-- BEGIN Working data --
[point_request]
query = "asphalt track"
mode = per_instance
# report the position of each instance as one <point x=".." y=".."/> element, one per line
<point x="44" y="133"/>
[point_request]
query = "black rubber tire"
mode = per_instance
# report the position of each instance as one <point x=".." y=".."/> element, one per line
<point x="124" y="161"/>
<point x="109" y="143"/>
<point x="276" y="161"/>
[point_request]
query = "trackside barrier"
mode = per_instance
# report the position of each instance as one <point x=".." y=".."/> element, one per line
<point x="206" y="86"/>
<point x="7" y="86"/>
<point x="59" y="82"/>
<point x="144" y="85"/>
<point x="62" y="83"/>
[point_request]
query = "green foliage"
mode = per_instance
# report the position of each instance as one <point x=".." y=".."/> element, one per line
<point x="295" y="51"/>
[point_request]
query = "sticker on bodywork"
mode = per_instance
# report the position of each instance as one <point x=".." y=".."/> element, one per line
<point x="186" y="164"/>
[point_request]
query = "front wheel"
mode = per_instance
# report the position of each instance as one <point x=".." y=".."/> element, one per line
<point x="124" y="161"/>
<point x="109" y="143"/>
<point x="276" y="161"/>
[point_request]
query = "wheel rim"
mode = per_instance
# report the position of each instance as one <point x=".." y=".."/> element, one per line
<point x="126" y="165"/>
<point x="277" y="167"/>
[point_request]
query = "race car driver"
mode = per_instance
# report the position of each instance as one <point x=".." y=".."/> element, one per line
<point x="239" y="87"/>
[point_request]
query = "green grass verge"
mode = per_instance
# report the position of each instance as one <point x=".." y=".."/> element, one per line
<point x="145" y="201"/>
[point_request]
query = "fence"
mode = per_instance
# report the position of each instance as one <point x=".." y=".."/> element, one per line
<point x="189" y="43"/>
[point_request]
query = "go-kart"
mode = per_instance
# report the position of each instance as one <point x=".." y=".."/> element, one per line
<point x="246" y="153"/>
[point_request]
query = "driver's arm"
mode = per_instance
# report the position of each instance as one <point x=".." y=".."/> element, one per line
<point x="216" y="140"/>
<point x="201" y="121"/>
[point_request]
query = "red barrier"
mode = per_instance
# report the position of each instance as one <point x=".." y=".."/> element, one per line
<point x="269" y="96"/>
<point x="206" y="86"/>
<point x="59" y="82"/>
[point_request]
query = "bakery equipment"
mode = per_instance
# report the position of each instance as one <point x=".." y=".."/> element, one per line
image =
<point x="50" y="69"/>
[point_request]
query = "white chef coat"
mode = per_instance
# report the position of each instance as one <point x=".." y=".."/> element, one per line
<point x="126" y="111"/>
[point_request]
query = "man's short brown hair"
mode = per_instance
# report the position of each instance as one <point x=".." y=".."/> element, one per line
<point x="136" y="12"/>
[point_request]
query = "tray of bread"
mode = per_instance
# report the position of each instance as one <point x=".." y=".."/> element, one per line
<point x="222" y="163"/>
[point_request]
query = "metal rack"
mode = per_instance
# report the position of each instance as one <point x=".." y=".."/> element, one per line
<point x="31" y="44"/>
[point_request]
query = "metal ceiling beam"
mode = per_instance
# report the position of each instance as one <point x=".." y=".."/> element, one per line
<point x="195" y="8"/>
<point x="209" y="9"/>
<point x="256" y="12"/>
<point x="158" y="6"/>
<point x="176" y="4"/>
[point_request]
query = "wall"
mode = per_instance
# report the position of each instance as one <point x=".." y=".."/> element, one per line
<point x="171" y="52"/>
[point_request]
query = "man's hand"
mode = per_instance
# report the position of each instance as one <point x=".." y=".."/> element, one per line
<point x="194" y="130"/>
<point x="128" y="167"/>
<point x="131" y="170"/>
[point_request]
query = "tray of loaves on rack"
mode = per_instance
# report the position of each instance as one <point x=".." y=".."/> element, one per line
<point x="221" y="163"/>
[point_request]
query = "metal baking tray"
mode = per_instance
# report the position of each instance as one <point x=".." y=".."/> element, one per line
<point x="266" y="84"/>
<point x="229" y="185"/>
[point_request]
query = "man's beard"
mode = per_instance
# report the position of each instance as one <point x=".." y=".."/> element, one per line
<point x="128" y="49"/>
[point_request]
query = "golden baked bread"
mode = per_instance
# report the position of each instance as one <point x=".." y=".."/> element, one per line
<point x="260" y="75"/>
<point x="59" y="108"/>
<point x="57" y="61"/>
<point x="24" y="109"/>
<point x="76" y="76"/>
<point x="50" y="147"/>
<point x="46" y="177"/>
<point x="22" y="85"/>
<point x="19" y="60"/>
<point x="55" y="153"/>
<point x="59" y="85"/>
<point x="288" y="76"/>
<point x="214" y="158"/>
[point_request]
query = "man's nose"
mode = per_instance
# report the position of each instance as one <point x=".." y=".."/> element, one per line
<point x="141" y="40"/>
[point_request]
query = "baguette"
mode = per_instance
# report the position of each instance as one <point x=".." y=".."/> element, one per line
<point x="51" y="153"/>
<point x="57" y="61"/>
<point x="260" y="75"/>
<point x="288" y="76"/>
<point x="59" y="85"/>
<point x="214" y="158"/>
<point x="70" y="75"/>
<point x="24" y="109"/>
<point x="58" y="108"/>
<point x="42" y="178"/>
-- END Working data --
• **Work to do**:
Output all of the data again. Match it exactly.

• **Correct answer**:
[point_request]
query = "asphalt track"
mode = per_instance
# report the position of each instance as one <point x=".." y=".."/> element, one per line
<point x="44" y="133"/>
[point_request]
query = "black rubber tire"
mode = per_instance
# report the position of each instance as one <point x=".." y=".."/> element, one per line
<point x="124" y="161"/>
<point x="109" y="143"/>
<point x="276" y="161"/>
[point_request]
query = "trackside barrier"
mode = per_instance
# report the position of each instance as one <point x=".." y=".."/> element, one per line
<point x="206" y="86"/>
<point x="7" y="86"/>
<point x="59" y="82"/>
<point x="144" y="85"/>
<point x="62" y="83"/>
[point_request]
query = "green foliage"
mode = per_instance
# report the position of each instance as one <point x=".." y=".."/> element, one per line
<point x="295" y="51"/>
[point_request]
query = "sticker on bodywork"
mode = per_instance
# report the position of each instance as one <point x=".." y=".."/> element, one per line
<point x="186" y="164"/>
[point_request]
query = "front wheel"
mode = per_instance
# report the position of each instance as one <point x=".." y=".."/> element, one per line
<point x="124" y="161"/>
<point x="109" y="143"/>
<point x="276" y="161"/>
[point_request]
query = "wheel rim"
mode = per_instance
# report the position of each instance as one <point x=".." y=".."/> element, one per line
<point x="126" y="165"/>
<point x="277" y="167"/>
[point_request]
query = "race car driver"
mode = per_instance
# report the position of each instance as one <point x=".." y=".."/> element, one per line
<point x="239" y="87"/>
[point_request]
query = "green grass verge"
mode = per_instance
# report the position of each instance as one <point x=".." y=".."/> element, one per line
<point x="145" y="201"/>
[point_request]
query = "fence"
mode = per_instance
# report the position of each instance as one <point x=".." y=".."/> element, one per line
<point x="189" y="43"/>
[point_request]
query = "go-kart"
mode = per_instance
# report the position of each instance as one <point x=".." y=".."/> element, one per line
<point x="246" y="153"/>
[point_request]
query = "driver's arm"
mode = per_instance
# report the position of each instance as one <point x=".." y=".."/> element, one per line
<point x="216" y="140"/>
<point x="201" y="121"/>
[point_request]
query = "red barrier"
mode = per_instance
# report the position of each instance as one <point x=".." y=".."/> element, one per line
<point x="269" y="96"/>
<point x="206" y="86"/>
<point x="59" y="82"/>
[point_request]
query = "bakery equipment"
mode = per_instance
# report the position of each instance as one <point x=".." y=".."/> element, one per line
image =
<point x="50" y="69"/>
[point_request]
query = "white chef coat"
mode = per_instance
# report the position of each instance as one <point x=".." y=".."/> element, one per line
<point x="126" y="111"/>
[point_request]
query = "man's short brown hair"
mode = per_instance
# report the position of each instance as one <point x=".." y=".."/> element, one per line
<point x="136" y="12"/>
[point_request]
query = "tray of bread"
mode = per_instance
# report the position of each instance as one <point x=".." y=".."/> element, one per line
<point x="222" y="163"/>
[point_request]
query = "metal rack"
mode = per_instance
# report the position of each instance as one <point x=".." y=".."/> element, one per line
<point x="31" y="44"/>
[point_request]
query = "metal ceiling beam"
mode = per_instance
# report the position of each instance as one <point x=".." y=".."/> element, one per line
<point x="195" y="8"/>
<point x="209" y="9"/>
<point x="256" y="12"/>
<point x="158" y="6"/>
<point x="176" y="4"/>
[point_request]
query = "wall"
mode = per_instance
# report the position of each instance as one <point x=".." y=".."/> element, one per line
<point x="171" y="52"/>
[point_request]
query = "man's hand"
mode = per_instance
# report the position of each instance as one <point x=".." y=".."/> element, one per line
<point x="194" y="130"/>
<point x="128" y="167"/>
<point x="131" y="170"/>
[point_request]
query = "tray of loaves on rack"
mode = per_instance
# report the position of each instance as one <point x=".." y=".."/> element, one per line
<point x="221" y="163"/>
[point_request]
query = "metal baking tray"
mode = per_instance
# report the position of each instance as one <point x=".." y=".."/> element, one per line
<point x="266" y="84"/>
<point x="229" y="185"/>
[point_request]
query = "man's beard"
mode = per_instance
# report the position of each instance as one <point x=".." y=".."/> element, one per line
<point x="128" y="49"/>
[point_request]
query = "golden baked bread"
mode = per_instance
# report the position of each instance as one <point x=".." y=".."/> element, one per line
<point x="260" y="75"/>
<point x="59" y="108"/>
<point x="57" y="61"/>
<point x="24" y="109"/>
<point x="76" y="76"/>
<point x="50" y="147"/>
<point x="46" y="177"/>
<point x="22" y="85"/>
<point x="19" y="60"/>
<point x="55" y="153"/>
<point x="59" y="85"/>
<point x="288" y="76"/>
<point x="214" y="158"/>
[point_request]
query = "man's nose"
mode = per_instance
# report the position of each instance as one <point x=".." y=".."/> element, one per line
<point x="141" y="40"/>
[point_request]
query = "baguette"
mode = per_instance
# report the position of each instance as one <point x=".." y=".."/> element, one per line
<point x="51" y="153"/>
<point x="57" y="61"/>
<point x="260" y="75"/>
<point x="288" y="76"/>
<point x="59" y="85"/>
<point x="214" y="158"/>
<point x="70" y="75"/>
<point x="24" y="109"/>
<point x="58" y="108"/>
<point x="42" y="178"/>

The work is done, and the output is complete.